**Set tasks**
1 - Edit the banlieue discussion by rewriting the passage starting with "Living in center" and going on through "prevalent discrimination is.", replacing "substantial" with "considerable".
2 - Summarize the banlieue discussion in two sentences.

**Text section**
— START —
Banlieue etymology - ban = ban, lieu = place : place of ban. Place where were "bandits".

Now, banlieue have not always a negative connotation : Banlieue cossue, kind of suburbs with estates and nicely trimmed properties.

More often banlieue is synonym for ghetto :banlieue déshéritée.
People living in these suburbs find themselves discriminated, which is usually the case.

Living in center of Paris in a decent appartement means having substantial revenus. But thousands and thousands of low income people live in Paris.
0 Replies
 
Diane
 
  1  
Reply Tue 31 May, 2005 02:50 pm
Francis, I was going to pm you for help, and here you are! There is so little known about other countries, especially by those of us who haven't traveled much. The US has well-known problems with poverty, for an industrialized country, but I know other counties have their share and I was wondering how those problems are handled and how prevalent discrimination is.

Tourists seldom see outside the known tourist trails. I would like to explore the conditions associated with actually living and working in another country. (And I didn't want to bring seriousness to the delightful thread about living in a foreign country--it is a fantasy thread, not to be confused with hard, cold reality).
0 Replies
 
Diane
 
  1  
Reply Tue 31 May, 2005 03:00 pm
OK, I went through and edited so that banlieue is properly spelled. Thanks again, Francis.
0 Replies
 
ossobuco
 
  1  
Reply Tue 31 May, 2005 08:09 pm
Apparently it is near impossible for a naif like me to just look at a list of titles of Jane Kramer's many years of Letter from Europe articles in the New Yorker. And who knows, even if I could see the list, maybe the article I remember (somewhat) was one by a few other possible writers. Alas, I got over the routine of actually saving the magazine articles I've liked over the years. This has kept me from not having stacks of paper to the ceiling,
0 Replies
 
nimh
 
  1  
Reply Mon 13 Jun, 2005 08:45 am
Quote:
J'écris ce que je vis et vis ce que j'écris, logique
Tout ceci explique sûrement la rudesse de mon lyrics
Je canalise, centralise, réalise une parfaite analyse
je te remercie, pas besoin de psychanalyse
Que voulez-vous que je pisse sinon du hardcore.
Je fais partis du triste décor de la banlieue Nord
Mon style évolue, jamais révolu,
influencé par la rue

NTM - Pour un nouveau massacre

I only know the banlieu from second-hand experience. I saw that controversial and hard-hitting movie, La Haine, and read how another filmmaker, who actually was from the banlieue, critized it for setting an alarmist, stereotyped scene. I saw Yamakasi, which portrayed the same scene with more cheer and optimism (but no less poverty and aversion to the city centre's gentlefolk) and Bye-Bye, where the kids try their (lack of) luck in Marseille.
— END —
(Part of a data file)
— START —
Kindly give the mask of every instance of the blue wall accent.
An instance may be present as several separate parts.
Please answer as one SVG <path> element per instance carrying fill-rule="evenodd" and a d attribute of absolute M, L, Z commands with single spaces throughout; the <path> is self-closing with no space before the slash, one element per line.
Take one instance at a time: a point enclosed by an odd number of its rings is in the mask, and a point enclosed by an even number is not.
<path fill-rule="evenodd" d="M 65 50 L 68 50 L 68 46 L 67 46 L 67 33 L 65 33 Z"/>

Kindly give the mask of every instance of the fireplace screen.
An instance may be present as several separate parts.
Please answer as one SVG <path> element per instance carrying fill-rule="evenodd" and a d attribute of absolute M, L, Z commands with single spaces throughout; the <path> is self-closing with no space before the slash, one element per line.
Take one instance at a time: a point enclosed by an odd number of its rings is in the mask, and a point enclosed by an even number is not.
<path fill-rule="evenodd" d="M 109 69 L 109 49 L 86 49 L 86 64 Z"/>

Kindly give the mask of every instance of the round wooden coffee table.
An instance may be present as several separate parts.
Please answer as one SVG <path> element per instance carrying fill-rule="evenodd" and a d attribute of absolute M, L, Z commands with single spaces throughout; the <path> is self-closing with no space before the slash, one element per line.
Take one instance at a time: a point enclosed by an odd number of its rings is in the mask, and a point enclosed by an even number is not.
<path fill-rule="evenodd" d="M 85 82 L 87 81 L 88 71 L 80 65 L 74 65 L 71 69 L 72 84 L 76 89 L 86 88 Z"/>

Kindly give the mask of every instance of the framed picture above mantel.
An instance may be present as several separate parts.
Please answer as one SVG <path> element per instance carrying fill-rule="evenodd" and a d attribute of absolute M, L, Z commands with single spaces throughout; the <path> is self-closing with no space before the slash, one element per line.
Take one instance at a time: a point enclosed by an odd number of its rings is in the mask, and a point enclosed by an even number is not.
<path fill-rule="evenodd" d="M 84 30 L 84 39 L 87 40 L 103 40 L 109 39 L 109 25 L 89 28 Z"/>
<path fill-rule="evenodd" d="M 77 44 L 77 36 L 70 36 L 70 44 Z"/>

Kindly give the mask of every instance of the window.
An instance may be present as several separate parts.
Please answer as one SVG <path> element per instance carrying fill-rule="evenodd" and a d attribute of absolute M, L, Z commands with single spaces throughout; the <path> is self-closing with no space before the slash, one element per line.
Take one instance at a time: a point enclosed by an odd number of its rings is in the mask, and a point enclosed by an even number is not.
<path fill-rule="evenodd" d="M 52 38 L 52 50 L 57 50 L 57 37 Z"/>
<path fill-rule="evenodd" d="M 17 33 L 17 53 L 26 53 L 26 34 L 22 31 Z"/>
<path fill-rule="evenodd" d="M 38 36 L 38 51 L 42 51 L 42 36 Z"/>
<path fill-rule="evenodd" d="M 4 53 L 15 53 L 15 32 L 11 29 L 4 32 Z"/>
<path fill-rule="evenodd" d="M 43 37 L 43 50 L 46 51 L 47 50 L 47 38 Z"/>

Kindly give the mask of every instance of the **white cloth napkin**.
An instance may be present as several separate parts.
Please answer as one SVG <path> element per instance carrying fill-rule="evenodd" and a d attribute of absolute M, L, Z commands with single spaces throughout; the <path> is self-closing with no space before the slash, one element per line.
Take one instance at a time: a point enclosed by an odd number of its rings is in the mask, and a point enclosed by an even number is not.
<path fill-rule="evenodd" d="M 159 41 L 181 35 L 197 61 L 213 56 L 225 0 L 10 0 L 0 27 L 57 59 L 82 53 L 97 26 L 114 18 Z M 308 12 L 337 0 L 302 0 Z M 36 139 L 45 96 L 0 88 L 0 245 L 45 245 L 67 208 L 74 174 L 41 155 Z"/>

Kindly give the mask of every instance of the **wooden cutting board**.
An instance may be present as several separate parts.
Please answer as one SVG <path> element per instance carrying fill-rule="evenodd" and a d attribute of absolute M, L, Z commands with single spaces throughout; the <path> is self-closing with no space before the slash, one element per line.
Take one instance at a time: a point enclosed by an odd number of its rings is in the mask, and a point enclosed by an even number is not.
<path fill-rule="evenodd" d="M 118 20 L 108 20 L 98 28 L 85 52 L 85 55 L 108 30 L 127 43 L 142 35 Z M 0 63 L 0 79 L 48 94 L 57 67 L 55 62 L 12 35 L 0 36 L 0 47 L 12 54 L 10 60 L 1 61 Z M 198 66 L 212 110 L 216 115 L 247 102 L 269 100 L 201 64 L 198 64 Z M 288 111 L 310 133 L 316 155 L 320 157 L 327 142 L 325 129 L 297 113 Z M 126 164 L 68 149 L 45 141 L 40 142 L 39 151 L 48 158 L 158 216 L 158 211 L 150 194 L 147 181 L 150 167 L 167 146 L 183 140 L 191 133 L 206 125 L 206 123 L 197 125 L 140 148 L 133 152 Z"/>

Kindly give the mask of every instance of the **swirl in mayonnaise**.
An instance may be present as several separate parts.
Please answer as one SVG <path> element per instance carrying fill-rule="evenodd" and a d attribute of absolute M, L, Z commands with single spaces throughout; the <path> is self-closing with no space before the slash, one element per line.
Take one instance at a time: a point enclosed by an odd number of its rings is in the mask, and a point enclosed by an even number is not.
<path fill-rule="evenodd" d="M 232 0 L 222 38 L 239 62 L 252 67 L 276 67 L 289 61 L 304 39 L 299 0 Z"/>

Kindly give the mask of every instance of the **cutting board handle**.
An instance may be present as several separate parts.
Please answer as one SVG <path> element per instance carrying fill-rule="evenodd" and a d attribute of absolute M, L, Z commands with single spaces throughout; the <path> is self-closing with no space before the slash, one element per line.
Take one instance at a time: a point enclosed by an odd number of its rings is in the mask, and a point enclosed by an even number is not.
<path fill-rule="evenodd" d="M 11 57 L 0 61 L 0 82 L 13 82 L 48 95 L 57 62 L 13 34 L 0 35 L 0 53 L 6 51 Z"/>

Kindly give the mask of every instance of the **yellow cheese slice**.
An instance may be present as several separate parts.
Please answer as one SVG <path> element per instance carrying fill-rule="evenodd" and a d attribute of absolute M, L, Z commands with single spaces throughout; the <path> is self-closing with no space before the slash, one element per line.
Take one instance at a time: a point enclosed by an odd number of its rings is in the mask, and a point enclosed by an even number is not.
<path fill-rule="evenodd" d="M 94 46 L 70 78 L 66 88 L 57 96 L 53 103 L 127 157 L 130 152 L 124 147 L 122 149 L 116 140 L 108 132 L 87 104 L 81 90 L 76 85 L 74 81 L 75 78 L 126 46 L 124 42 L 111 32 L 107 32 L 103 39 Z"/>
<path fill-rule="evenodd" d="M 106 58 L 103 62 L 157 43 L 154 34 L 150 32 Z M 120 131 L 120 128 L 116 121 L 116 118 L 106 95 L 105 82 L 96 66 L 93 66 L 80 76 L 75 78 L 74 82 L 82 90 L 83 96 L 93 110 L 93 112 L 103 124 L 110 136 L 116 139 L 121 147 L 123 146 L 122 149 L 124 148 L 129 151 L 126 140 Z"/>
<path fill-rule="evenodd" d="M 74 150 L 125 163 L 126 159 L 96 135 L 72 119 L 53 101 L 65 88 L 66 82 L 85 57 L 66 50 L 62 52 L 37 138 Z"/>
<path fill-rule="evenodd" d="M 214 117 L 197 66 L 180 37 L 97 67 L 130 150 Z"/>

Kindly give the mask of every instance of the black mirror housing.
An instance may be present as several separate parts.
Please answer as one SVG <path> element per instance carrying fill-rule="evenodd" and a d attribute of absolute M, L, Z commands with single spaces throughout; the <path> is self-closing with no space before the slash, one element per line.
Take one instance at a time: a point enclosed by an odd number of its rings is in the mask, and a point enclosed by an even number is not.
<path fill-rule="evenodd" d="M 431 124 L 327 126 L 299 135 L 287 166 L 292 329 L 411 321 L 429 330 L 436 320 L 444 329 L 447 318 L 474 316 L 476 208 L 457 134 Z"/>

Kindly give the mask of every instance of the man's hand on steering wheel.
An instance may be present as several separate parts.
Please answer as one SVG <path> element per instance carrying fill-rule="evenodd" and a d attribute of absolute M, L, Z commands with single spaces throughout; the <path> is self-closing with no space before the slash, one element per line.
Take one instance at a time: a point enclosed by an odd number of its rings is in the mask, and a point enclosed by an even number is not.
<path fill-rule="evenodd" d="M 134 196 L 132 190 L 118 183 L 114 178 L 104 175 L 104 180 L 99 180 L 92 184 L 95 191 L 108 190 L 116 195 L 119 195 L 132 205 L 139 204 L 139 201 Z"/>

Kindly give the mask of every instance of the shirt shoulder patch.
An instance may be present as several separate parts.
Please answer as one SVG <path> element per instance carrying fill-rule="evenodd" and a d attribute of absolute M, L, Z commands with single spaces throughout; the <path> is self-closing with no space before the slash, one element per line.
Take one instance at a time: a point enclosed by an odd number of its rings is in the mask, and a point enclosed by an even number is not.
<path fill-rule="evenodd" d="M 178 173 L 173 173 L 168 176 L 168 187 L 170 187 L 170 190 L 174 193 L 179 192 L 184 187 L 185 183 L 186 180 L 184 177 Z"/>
— END —
**Full solutions**
1 -
Living in center of Paris in a decent appartement means having considerable revenus. But thousands and thousands of low income people live in Paris.
0 Replies
 
Diane
 
  1  
Reply Tue 31 May, 2005 02:50 pm
Francis, I was going to pm you for help, and here you are! There is so little known about other countries, especially by those of us who haven't traveled much. The US has well-known problems with poverty, for an industrialized country, but I know other counties have their share and I was wondering how those problems are handled and how prevalent discrimination is.

2 - The discussion explains that "banlieue" comes from "ban" and "lieu," meaning a place of ban, and that although some banlieues are affluent suburbs, the word more often stands for a ghetto whose residents face discrimination. Other participants ask how poverty and discrimination are handled in other countries, quote rap lyrics about the northern banlieue, and mention films such as La Haine and Yamakasi that portray it.